The problem
From the line containing "Screenshot QA — Where is the blue" onward, every line of the entries is to be set down exactly, the last line included.

*** Task inputs

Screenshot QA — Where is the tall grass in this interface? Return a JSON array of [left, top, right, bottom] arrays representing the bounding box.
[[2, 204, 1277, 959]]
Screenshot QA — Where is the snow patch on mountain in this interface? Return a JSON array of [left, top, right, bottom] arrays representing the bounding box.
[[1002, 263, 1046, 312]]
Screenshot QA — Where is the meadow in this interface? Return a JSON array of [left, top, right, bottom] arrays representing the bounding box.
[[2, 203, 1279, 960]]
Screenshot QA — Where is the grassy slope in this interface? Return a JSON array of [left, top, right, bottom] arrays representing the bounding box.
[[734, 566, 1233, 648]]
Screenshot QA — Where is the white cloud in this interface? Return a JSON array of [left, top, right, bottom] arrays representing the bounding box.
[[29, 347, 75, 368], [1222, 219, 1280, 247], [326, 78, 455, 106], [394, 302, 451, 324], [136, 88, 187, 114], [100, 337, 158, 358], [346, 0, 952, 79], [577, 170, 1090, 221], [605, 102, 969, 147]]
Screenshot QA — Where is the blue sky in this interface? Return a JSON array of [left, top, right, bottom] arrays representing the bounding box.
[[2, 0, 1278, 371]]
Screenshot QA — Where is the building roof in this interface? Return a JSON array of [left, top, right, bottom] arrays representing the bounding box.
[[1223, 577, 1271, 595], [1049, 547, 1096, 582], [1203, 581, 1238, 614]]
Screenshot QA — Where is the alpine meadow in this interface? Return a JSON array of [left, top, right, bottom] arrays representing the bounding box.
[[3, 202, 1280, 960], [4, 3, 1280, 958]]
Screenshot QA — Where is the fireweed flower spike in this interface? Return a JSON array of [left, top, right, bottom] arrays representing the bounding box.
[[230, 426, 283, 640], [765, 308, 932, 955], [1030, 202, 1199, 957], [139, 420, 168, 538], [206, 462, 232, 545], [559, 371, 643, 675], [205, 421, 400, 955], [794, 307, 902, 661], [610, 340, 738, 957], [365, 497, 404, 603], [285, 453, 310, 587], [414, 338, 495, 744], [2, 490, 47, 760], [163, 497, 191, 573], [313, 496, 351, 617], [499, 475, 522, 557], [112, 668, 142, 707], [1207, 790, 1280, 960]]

******

Answer to this problem
Screenshot QA — Where is the blue sky in this interface? Return a JSON array of [left, top, right, bottom] arrays representing the bounding box.
[[2, 0, 1278, 371]]
Screenshot QA — Where is the building roof in this interface? Return a JSON array of [left, top, right, bottom] arrays representing the bounding box.
[[1223, 577, 1271, 595], [1049, 547, 1096, 582], [1203, 581, 1238, 614]]
Screenshot QA — Where is the alpine meadow in this interface? Return a JSON array of [left, top, right, bottom] arrays representing the bounding box.
[[3, 202, 1280, 960], [4, 3, 1280, 958]]
Screenshot QA — Where is the fireweed flower spike in this interface? Return a JSON array of [left, top, right, bottom] arrays representing the bounding box.
[[230, 426, 283, 640], [765, 308, 932, 955], [1030, 202, 1199, 957], [139, 420, 168, 538], [206, 462, 232, 545], [559, 371, 643, 675], [205, 421, 400, 955], [794, 307, 902, 661], [610, 340, 738, 957], [365, 497, 404, 603], [285, 453, 310, 587], [414, 338, 495, 744], [2, 490, 47, 760], [163, 497, 191, 573], [313, 496, 351, 617], [499, 475, 522, 557], [112, 668, 142, 707], [1207, 790, 1280, 960]]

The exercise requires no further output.